WHAT TO PRODUCE: Extract each line of the data below that contains the word "monument", copying every such line in full.

RECORD EXCERPTS:
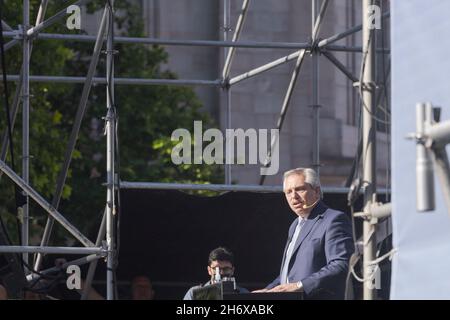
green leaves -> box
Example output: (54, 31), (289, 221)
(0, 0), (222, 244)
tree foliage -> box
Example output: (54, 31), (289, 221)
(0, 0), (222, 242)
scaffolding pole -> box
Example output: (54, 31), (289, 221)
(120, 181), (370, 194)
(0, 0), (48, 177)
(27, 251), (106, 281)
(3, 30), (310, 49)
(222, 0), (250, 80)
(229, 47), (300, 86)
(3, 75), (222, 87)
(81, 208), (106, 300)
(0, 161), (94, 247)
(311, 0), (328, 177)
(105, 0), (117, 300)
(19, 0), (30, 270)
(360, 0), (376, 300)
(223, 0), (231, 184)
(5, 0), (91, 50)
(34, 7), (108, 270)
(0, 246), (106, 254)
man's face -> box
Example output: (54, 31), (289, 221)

--

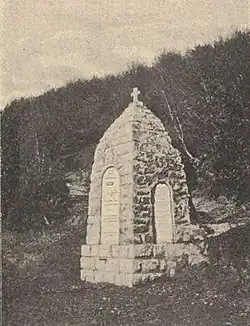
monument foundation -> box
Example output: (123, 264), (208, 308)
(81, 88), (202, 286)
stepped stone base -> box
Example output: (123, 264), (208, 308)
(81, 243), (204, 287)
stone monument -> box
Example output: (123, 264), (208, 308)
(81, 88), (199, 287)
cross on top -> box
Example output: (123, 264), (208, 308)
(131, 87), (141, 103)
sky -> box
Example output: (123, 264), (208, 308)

RESULT OF THE EXERCISE:
monument foundation -> box
stone monument -> box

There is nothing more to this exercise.